§ TASK INSTRUCTIONS
Tell me how many lines in the data include "thin", and keep the reply to that number.

================

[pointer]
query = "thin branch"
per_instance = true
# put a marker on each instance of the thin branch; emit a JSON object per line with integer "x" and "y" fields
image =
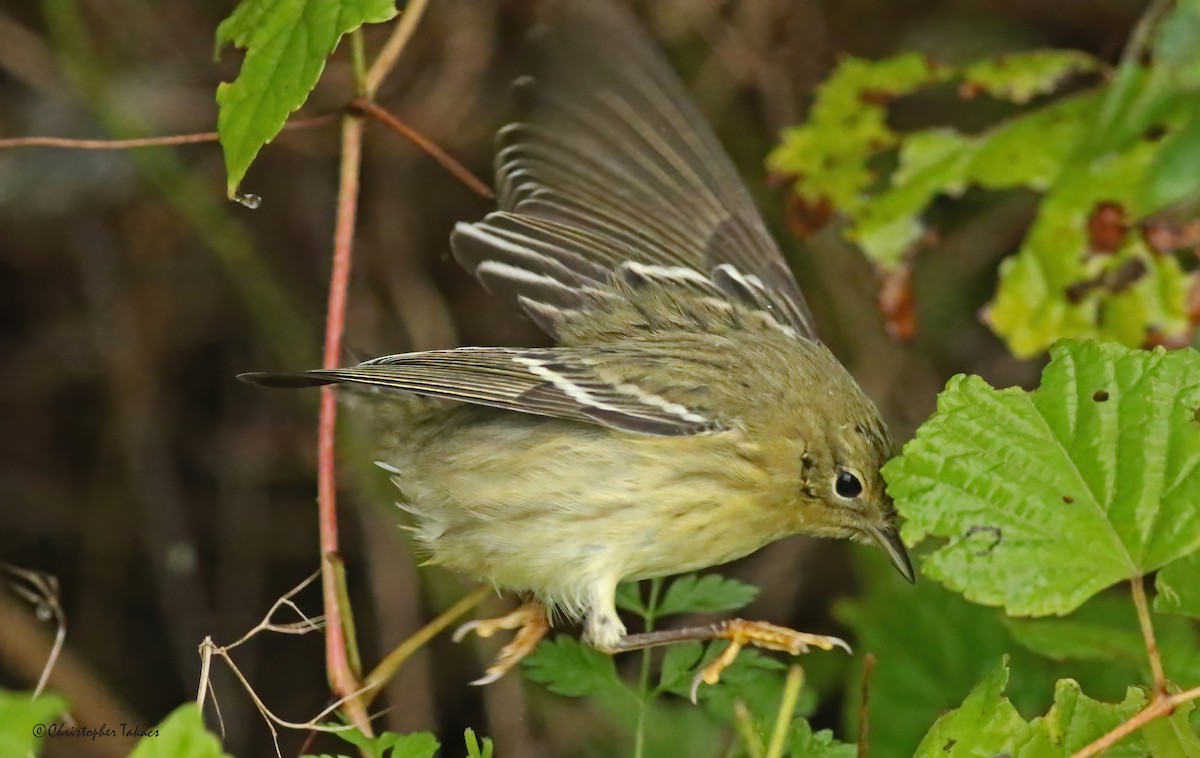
{"x": 341, "y": 677}
{"x": 1158, "y": 708}
{"x": 395, "y": 44}
{"x": 425, "y": 145}
{"x": 42, "y": 593}
{"x": 1147, "y": 635}
{"x": 864, "y": 723}
{"x": 387, "y": 668}
{"x": 144, "y": 142}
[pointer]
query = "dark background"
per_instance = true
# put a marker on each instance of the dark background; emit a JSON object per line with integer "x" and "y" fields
{"x": 174, "y": 503}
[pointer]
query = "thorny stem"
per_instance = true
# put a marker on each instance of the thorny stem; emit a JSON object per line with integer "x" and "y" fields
{"x": 1147, "y": 635}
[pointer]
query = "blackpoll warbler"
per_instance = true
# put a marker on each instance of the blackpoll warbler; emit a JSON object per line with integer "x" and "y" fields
{"x": 689, "y": 416}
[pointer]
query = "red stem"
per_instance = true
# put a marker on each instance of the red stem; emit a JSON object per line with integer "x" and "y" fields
{"x": 342, "y": 679}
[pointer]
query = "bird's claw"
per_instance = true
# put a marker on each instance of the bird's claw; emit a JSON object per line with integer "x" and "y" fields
{"x": 761, "y": 635}
{"x": 532, "y": 625}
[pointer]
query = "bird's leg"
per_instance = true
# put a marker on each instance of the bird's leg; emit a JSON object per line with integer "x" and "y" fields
{"x": 739, "y": 632}
{"x": 532, "y": 625}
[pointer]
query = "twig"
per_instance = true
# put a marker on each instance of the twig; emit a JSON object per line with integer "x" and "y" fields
{"x": 341, "y": 677}
{"x": 1158, "y": 708}
{"x": 786, "y": 709}
{"x": 1147, "y": 635}
{"x": 42, "y": 593}
{"x": 387, "y": 668}
{"x": 1161, "y": 704}
{"x": 395, "y": 44}
{"x": 144, "y": 142}
{"x": 424, "y": 144}
{"x": 864, "y": 723}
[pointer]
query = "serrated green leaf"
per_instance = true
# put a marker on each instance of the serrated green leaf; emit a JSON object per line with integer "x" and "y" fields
{"x": 569, "y": 667}
{"x": 1174, "y": 174}
{"x": 846, "y": 126}
{"x": 19, "y": 717}
{"x": 803, "y": 743}
{"x": 1049, "y": 497}
{"x": 933, "y": 645}
{"x": 287, "y": 43}
{"x": 1020, "y": 77}
{"x": 393, "y": 745}
{"x": 1179, "y": 587}
{"x": 1176, "y": 44}
{"x": 707, "y": 594}
{"x": 1033, "y": 307}
{"x": 1029, "y": 151}
{"x": 988, "y": 725}
{"x": 181, "y": 734}
{"x": 985, "y": 723}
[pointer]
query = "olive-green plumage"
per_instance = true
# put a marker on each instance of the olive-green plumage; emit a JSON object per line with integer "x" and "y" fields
{"x": 689, "y": 414}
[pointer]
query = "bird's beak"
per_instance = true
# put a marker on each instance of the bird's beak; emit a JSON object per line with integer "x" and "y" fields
{"x": 888, "y": 539}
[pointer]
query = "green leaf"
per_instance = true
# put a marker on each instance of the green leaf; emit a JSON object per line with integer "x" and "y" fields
{"x": 1049, "y": 497}
{"x": 287, "y": 43}
{"x": 1179, "y": 587}
{"x": 803, "y": 743}
{"x": 23, "y": 720}
{"x": 1035, "y": 304}
{"x": 391, "y": 745}
{"x": 1173, "y": 737}
{"x": 1174, "y": 176}
{"x": 846, "y": 126}
{"x": 473, "y": 747}
{"x": 1020, "y": 77}
{"x": 569, "y": 667}
{"x": 988, "y": 725}
{"x": 181, "y": 734}
{"x": 1029, "y": 151}
{"x": 711, "y": 593}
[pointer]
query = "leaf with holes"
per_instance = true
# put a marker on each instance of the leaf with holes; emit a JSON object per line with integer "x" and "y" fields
{"x": 1045, "y": 498}
{"x": 287, "y": 43}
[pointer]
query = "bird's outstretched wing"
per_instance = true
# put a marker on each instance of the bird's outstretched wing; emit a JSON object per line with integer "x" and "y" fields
{"x": 592, "y": 385}
{"x": 613, "y": 166}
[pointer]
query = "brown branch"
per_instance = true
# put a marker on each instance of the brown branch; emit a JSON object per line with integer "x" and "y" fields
{"x": 144, "y": 142}
{"x": 424, "y": 144}
{"x": 387, "y": 668}
{"x": 869, "y": 661}
{"x": 1147, "y": 635}
{"x": 1162, "y": 705}
{"x": 395, "y": 44}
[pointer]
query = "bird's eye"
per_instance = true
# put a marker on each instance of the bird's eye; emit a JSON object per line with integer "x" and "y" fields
{"x": 847, "y": 485}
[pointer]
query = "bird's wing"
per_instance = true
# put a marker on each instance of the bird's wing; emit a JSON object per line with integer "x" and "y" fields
{"x": 594, "y": 385}
{"x": 615, "y": 166}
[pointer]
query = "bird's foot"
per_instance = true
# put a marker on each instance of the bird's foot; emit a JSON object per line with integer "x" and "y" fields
{"x": 761, "y": 635}
{"x": 532, "y": 625}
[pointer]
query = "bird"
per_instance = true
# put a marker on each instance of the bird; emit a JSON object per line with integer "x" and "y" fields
{"x": 688, "y": 414}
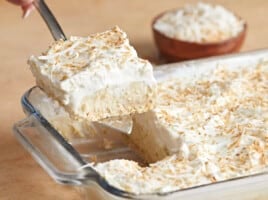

================

§ SOLUTION FOR THIS TASK
2